__PASSAGE__.

-------

When is a microgrid project not really a microgrid?
Australia is making some big moves in energy innovation, and their latest project will test an off-grid system that will become the country’s largest solar and battery project.
|DeGrussa Mine. Credit: ARENA|
The project is a 10.6 megawatt (MW) solar plant with 6 MW of battery storage at Sandfire Resources’ DeGrussa copper mine, 900 km northeast of Perth in Western Australia — and is being supported by $15 million from the the Clean Energy Finance Corporation (CEFC) and $20.9 million from the Australian Renewable Energy Agency (ARENA).
“This is an important project showing the significant potential for off-grid renewables in regional and remote Australia,” said CEFC CEO Oliver Yates in a statement. “The solar and battery storage combination offers the opportunity to reduce the reliance on diesel-powered energy in remote area mining.”
The project at the DeGrussa mine will combine off-grid high-capacity solar and an existing diesel-fired power station. It will include the installation of 34,080 solar photovoltaic (PV) panels covering more than 20 hectares, using single axis tracking technology. The facility is expected to become operational in early 2016, when it will be used to provide power to copper-gold producer Sandfire, offsetting about 5 million liters of diesel fuel year, and abating more than 12,000 tons of CO2 emissions annually.
“Energy can account for around 30 percent of operating costs for remote area and off-grid Australian miners, which rely on diesel-fired generators,” CEFC said in a statement. “Rising production costs, global competition and the drive to improve overall environmental performance are motivating leading resource companies to look to the potential of renewables as a means of making energy cost savings, increasing the energy security of their operations, and achieving an overall improvement in environmental outcomes.”

-------

__WORK REQUEST A__.
According to the article on the DeGrussa mine solar project, how many solar photovoltaic panels will be installed?
__WORK REQUEST B__.
Resume the article on the DeGrussa mine solar project, continuing after its last sentence.

__SOURCE MATERIAL__.
-------

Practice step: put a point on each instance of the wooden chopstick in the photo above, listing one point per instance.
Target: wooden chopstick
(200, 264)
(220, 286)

-------

__EXPECTED ANSWER A__.
34,080 solar photovoltaic panels.

__EXPECTED ANSWER B__.
Australia has innovated in this area because of its location, and the fact that they have many remote cities. Although the United States has not yet ventured into similar projects, there is a vast microgrid system being established across the United States. Solar Electric Power Association (SEPA) spokesperson Bob Gibson told Smart Grid News that microgrids may be the closest parallel to what Australia is doing, though “not a close comparison.”
“Most microgrids — featuring a mix of distributed energy including more solar and energy storage — will be connected to the grid, designed to add greater resiliency and flexibility to portions of the grid, especially self-contained ‘communities’ like college campuses, corporate campuses, industrial complexes, hospitals, fire/police/safety complexes — critical loads that need strong back-up in case the grid goes down,” Gibson explained. “As prices of solar and (especially) storage continue to come down, investing in this degree of resiliency will become more economic. Microgrids are still more a concept than a reality, though many of the cited locations already have emergency back-up power through diesel generators.”
Because the United States grid is more advanced than the Australian grid — according to Gibson, around 99 percent of the U.S. is on the grid — and because it offers some of the cheapest electricity in the world, there is little need for systems like Australia’s.
“I would be very surprised if you’d find an energy intensive load like a copper mine operating off grid in the U.S., though some extraction industry of some type in remotest Alaska might,” Gibson explained. “Diesel fueled electricity is really expensive; if the grid is available that would always be the choice.”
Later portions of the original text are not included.